## Natural language region descriptions
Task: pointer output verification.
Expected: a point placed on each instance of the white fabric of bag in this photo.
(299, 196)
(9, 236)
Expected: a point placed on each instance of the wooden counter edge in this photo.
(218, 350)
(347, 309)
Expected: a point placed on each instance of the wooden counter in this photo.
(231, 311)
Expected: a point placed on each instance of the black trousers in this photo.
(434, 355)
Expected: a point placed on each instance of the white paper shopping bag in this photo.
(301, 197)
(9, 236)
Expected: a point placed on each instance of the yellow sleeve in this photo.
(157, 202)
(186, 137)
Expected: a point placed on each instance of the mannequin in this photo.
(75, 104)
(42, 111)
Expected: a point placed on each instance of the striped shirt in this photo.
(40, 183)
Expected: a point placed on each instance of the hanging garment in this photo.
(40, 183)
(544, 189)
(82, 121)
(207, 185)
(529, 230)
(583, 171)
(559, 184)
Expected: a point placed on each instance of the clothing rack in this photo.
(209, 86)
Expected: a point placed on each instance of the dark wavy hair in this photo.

...

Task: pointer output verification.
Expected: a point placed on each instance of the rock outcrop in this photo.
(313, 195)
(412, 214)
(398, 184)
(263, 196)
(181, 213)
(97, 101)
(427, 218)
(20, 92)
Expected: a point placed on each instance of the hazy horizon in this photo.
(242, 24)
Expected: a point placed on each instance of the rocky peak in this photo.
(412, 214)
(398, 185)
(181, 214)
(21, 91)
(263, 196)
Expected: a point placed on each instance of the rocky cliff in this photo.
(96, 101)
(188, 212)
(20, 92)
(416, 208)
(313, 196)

...

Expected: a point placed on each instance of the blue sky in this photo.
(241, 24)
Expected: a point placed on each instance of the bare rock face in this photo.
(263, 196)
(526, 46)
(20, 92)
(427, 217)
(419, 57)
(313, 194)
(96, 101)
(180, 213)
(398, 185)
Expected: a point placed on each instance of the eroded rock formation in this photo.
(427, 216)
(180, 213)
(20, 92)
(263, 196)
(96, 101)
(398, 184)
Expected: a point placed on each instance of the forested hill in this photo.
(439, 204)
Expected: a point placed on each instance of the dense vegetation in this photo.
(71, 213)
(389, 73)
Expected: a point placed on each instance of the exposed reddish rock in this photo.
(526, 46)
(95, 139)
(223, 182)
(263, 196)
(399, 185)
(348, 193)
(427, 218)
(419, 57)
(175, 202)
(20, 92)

## WHAT YOU NEED TO DO
In the data above, start at the line that has "Expected: a point placed on each instance of the striped", stop after the line that has "Expected: a point placed on each instance of the dark", and print every line in between exactly as it stands.

## REPLY
Expected: a point placed on each instance of the striped shirt in this photo.
(40, 183)
Expected: a point placed on each instance of the hanging garment in this photo.
(40, 183)
(544, 189)
(82, 121)
(207, 185)
(529, 230)
(583, 171)
(559, 184)
Expected: a point placed on each instance of the clothing rack in this photo.
(209, 86)
Expected: a point placed on each instance of the dark wavy hair in this photo.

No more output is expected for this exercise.